_Your instructions_. Only the lines from the one with "Exercise. Mark the green foliage" through the end of the data are wanted, copied exactly.

_Dataset_.
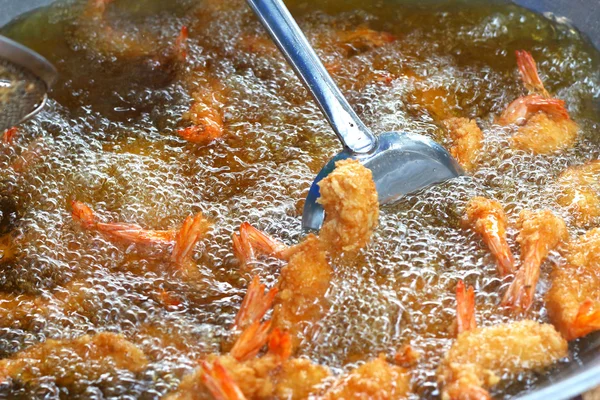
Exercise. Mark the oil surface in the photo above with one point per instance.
(108, 138)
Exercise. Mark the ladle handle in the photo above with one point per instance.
(286, 34)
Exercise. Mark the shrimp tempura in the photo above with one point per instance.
(540, 232)
(573, 300)
(487, 218)
(376, 379)
(467, 141)
(480, 357)
(349, 197)
(544, 123)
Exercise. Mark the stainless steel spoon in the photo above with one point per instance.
(401, 162)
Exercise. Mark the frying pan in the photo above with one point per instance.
(569, 379)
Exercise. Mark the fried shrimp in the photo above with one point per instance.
(539, 233)
(192, 230)
(480, 357)
(544, 123)
(85, 358)
(578, 193)
(204, 116)
(376, 379)
(349, 198)
(573, 300)
(487, 218)
(467, 141)
(302, 285)
(273, 375)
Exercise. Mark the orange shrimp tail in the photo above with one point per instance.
(252, 339)
(83, 214)
(465, 307)
(193, 229)
(586, 321)
(219, 382)
(180, 47)
(9, 135)
(280, 344)
(251, 241)
(553, 107)
(255, 305)
(529, 73)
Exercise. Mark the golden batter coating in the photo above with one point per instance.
(467, 141)
(302, 286)
(377, 379)
(540, 232)
(481, 357)
(573, 300)
(487, 218)
(578, 194)
(544, 123)
(544, 134)
(349, 198)
(69, 361)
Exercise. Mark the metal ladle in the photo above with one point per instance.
(401, 162)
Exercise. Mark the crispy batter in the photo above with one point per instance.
(302, 286)
(259, 378)
(544, 134)
(540, 232)
(467, 141)
(69, 361)
(573, 300)
(377, 379)
(577, 192)
(349, 198)
(480, 358)
(487, 218)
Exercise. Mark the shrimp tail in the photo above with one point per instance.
(280, 344)
(529, 73)
(83, 214)
(219, 382)
(255, 305)
(586, 321)
(193, 229)
(465, 307)
(505, 261)
(252, 339)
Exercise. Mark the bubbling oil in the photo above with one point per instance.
(108, 138)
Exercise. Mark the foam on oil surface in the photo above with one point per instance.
(112, 144)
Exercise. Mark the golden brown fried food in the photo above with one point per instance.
(69, 361)
(204, 116)
(349, 198)
(578, 194)
(376, 379)
(573, 300)
(272, 375)
(302, 286)
(487, 218)
(481, 357)
(544, 123)
(467, 141)
(540, 232)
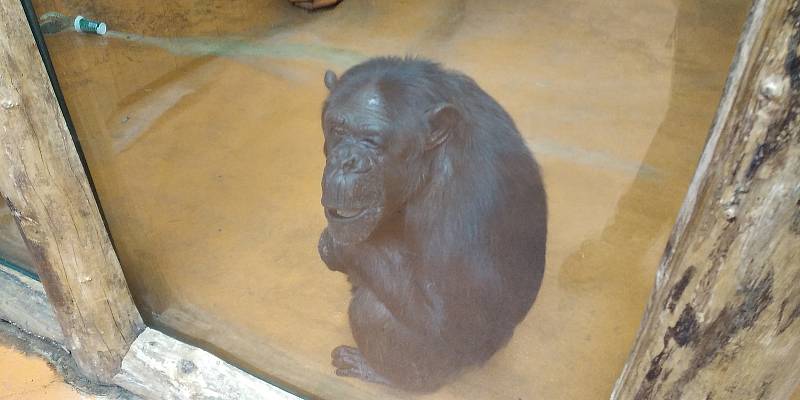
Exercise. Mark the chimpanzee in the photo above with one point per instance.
(437, 214)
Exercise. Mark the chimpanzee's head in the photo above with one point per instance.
(383, 121)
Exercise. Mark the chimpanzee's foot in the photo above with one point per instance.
(349, 362)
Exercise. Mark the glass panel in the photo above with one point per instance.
(13, 252)
(200, 120)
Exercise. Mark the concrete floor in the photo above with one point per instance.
(200, 123)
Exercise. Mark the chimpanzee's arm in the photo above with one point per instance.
(387, 270)
(331, 253)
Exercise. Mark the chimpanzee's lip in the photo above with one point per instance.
(344, 213)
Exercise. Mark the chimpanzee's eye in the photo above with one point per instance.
(373, 142)
(337, 131)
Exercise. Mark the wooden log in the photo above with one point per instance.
(160, 367)
(24, 304)
(44, 184)
(722, 321)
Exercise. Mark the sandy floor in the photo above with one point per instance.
(29, 378)
(200, 122)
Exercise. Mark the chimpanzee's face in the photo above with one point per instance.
(372, 160)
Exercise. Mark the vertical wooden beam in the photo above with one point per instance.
(44, 183)
(723, 321)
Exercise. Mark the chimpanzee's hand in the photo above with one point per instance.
(330, 252)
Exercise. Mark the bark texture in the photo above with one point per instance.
(722, 321)
(160, 367)
(45, 186)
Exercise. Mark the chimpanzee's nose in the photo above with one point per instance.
(353, 164)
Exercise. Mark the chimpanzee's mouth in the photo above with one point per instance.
(345, 213)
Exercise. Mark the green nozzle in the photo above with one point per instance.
(85, 25)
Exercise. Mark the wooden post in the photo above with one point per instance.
(43, 182)
(723, 321)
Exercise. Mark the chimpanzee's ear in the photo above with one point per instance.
(330, 79)
(444, 120)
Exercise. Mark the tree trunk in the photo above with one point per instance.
(43, 181)
(722, 320)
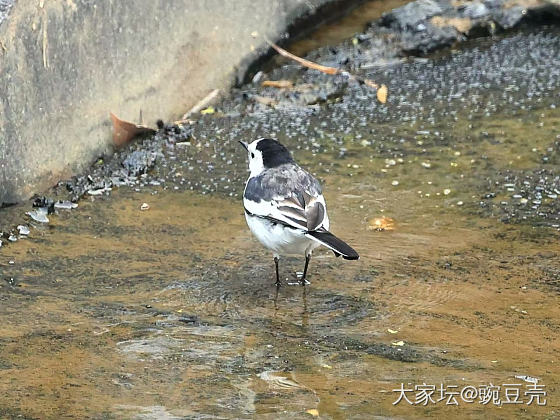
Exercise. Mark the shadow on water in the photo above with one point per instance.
(114, 312)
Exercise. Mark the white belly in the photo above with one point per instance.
(280, 239)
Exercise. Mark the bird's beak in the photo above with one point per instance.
(245, 145)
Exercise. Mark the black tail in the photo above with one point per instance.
(338, 246)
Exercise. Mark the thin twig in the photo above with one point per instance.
(382, 90)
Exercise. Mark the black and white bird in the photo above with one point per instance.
(284, 206)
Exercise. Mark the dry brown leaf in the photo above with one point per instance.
(303, 61)
(381, 223)
(124, 131)
(382, 94)
(279, 84)
(264, 100)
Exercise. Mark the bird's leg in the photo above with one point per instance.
(277, 274)
(307, 259)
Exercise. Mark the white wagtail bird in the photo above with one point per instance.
(284, 206)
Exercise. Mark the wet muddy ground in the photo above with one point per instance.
(110, 311)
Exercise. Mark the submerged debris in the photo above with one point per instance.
(23, 230)
(65, 205)
(39, 214)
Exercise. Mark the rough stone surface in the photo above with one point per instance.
(66, 65)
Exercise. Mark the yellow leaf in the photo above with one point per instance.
(211, 110)
(382, 94)
(380, 224)
(280, 84)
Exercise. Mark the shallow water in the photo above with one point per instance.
(114, 312)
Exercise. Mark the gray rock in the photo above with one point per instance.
(139, 162)
(432, 38)
(508, 18)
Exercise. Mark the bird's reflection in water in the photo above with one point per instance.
(304, 312)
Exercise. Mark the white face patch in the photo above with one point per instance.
(256, 165)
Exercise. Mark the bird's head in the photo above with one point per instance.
(266, 153)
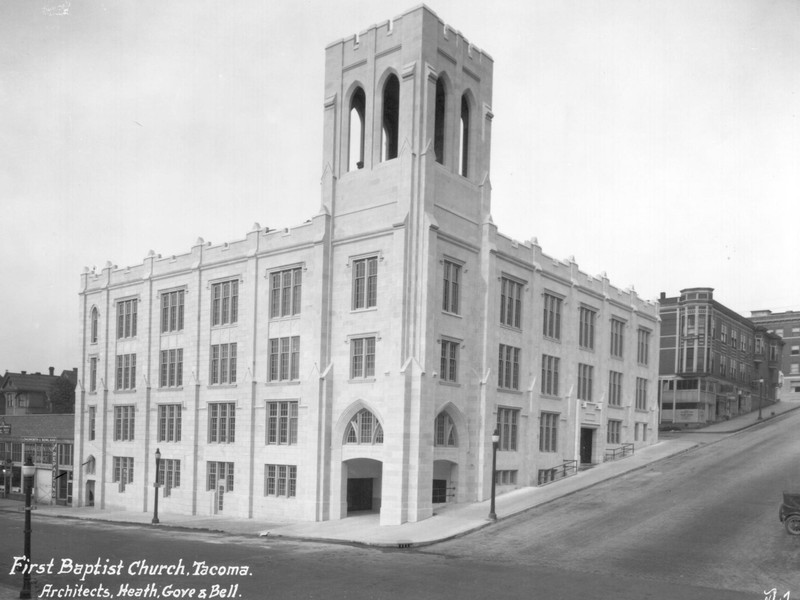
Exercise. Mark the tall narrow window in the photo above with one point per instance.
(356, 154)
(438, 123)
(365, 282)
(93, 374)
(126, 318)
(586, 330)
(172, 311)
(452, 282)
(510, 302)
(94, 325)
(225, 302)
(391, 117)
(464, 142)
(552, 317)
(445, 431)
(617, 337)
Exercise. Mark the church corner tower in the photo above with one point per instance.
(407, 134)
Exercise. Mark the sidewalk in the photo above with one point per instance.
(448, 521)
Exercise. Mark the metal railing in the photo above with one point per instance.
(621, 452)
(565, 469)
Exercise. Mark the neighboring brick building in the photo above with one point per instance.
(29, 427)
(714, 363)
(786, 325)
(363, 359)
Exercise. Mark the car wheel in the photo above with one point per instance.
(792, 524)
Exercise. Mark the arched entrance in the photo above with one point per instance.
(445, 478)
(364, 477)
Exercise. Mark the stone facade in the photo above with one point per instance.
(785, 325)
(362, 360)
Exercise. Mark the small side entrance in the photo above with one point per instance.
(587, 440)
(90, 492)
(359, 494)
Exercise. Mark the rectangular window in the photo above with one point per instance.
(614, 388)
(225, 302)
(93, 374)
(92, 422)
(65, 455)
(284, 359)
(282, 423)
(449, 361)
(510, 302)
(365, 282)
(171, 372)
(550, 366)
(452, 283)
(221, 422)
(617, 333)
(507, 419)
(172, 311)
(123, 469)
(126, 372)
(362, 357)
(641, 393)
(643, 347)
(126, 318)
(613, 434)
(285, 287)
(585, 382)
(223, 364)
(220, 472)
(169, 475)
(548, 432)
(280, 480)
(124, 420)
(169, 423)
(508, 368)
(552, 317)
(586, 330)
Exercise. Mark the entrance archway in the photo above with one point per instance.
(364, 477)
(445, 478)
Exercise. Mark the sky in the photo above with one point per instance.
(657, 141)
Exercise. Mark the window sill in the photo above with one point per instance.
(294, 317)
(446, 383)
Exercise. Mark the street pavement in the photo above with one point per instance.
(448, 521)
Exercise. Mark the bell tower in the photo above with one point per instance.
(407, 120)
(406, 149)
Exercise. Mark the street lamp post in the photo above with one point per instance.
(155, 485)
(28, 471)
(495, 442)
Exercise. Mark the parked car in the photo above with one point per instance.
(790, 512)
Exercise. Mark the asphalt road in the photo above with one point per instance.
(700, 526)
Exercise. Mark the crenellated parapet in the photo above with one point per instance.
(567, 272)
(259, 242)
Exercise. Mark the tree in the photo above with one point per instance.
(62, 398)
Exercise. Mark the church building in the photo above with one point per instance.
(363, 359)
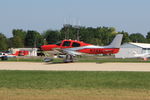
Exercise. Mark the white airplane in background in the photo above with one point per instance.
(141, 55)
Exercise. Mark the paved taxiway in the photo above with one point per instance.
(75, 66)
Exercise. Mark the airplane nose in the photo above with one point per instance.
(48, 47)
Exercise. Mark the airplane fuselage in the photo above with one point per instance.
(79, 46)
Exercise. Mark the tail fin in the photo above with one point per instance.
(116, 41)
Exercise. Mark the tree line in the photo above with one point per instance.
(97, 36)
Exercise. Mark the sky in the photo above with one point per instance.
(132, 16)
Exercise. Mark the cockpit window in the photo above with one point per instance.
(58, 44)
(75, 44)
(66, 43)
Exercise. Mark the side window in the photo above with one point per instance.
(58, 44)
(75, 44)
(66, 43)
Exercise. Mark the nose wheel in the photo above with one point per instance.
(69, 59)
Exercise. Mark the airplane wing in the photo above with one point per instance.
(66, 51)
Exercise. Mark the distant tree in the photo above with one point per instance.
(19, 33)
(51, 36)
(148, 37)
(33, 39)
(126, 38)
(3, 42)
(137, 37)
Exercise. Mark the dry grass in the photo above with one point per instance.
(74, 94)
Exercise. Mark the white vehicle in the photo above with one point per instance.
(142, 55)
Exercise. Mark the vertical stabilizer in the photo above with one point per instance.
(116, 41)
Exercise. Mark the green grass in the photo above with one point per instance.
(69, 80)
(85, 59)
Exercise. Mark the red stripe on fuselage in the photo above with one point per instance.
(100, 50)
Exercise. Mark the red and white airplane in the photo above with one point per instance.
(72, 48)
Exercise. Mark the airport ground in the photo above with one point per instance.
(72, 81)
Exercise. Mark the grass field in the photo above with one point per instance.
(98, 59)
(51, 85)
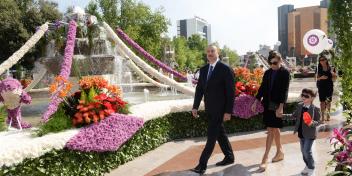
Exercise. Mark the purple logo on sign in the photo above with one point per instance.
(313, 40)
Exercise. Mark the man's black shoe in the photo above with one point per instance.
(199, 170)
(225, 162)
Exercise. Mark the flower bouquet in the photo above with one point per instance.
(25, 82)
(247, 82)
(342, 155)
(95, 100)
(246, 87)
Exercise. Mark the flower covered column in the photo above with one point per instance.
(65, 69)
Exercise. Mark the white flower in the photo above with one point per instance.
(16, 146)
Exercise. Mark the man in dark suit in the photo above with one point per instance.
(216, 84)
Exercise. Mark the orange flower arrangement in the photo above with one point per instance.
(60, 86)
(93, 81)
(243, 73)
(247, 82)
(98, 82)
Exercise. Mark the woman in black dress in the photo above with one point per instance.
(325, 84)
(273, 93)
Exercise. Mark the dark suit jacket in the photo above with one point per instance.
(218, 91)
(279, 92)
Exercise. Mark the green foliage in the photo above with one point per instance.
(58, 122)
(340, 13)
(234, 58)
(154, 133)
(18, 22)
(3, 116)
(190, 54)
(91, 95)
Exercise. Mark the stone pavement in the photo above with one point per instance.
(176, 157)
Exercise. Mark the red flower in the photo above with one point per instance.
(101, 97)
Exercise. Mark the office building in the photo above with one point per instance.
(196, 25)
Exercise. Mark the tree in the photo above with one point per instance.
(341, 17)
(18, 22)
(234, 58)
(180, 44)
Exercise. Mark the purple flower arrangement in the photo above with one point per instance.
(242, 106)
(65, 69)
(108, 135)
(342, 155)
(148, 56)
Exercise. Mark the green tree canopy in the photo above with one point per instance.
(340, 13)
(234, 58)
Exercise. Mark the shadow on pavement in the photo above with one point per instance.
(237, 169)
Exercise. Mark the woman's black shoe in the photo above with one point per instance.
(199, 170)
(225, 162)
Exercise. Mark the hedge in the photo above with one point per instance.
(154, 133)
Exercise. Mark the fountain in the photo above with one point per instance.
(146, 95)
(163, 90)
(189, 80)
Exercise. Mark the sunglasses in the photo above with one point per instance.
(273, 63)
(305, 96)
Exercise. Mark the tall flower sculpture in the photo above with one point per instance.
(65, 69)
(148, 56)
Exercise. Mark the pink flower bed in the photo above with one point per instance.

_Task result_.
Exercise. Mark the green foliage in the photo above with one point per instance.
(58, 122)
(340, 13)
(234, 58)
(154, 133)
(18, 22)
(3, 116)
(190, 54)
(91, 95)
Exercise. Mark the stone pavement in the photo above with one point per instance.
(176, 157)
Exercise. Mark the red flower in the photo above with one point per instance.
(101, 97)
Exercise. Mark the office building in the photo above with one point per instance.
(196, 25)
Exercise. Mark the tree in the photo above with one point per instance.
(341, 17)
(18, 22)
(234, 58)
(180, 44)
Exercise. Mark the purple flower arrangement in the photo above with one point per instance.
(242, 106)
(65, 69)
(108, 135)
(342, 155)
(148, 56)
Exercise. Mark the green tree canopy in the photo above with one point per instance.
(340, 13)
(234, 58)
Exercise. Mark the shadow on pavement in the photo above with one point per instance.
(237, 169)
Exercise. Mark the woman's black shoe in the photo above with one point per instance.
(199, 170)
(225, 162)
Exercise. Mark the hedge in the photo above with one point per instance.
(154, 133)
Exercise. Mark the fountain in the photo above with one point per instance.
(146, 95)
(163, 90)
(189, 80)
Exercise. Mark the sunglasses in the photo above with one point per instance.
(273, 63)
(305, 96)
Exercise. Mark the tall flower sculpture in the photo above with one point per instance.
(65, 69)
(148, 56)
Exercise. Mark the pink flower bed in the photo above with one point per instance.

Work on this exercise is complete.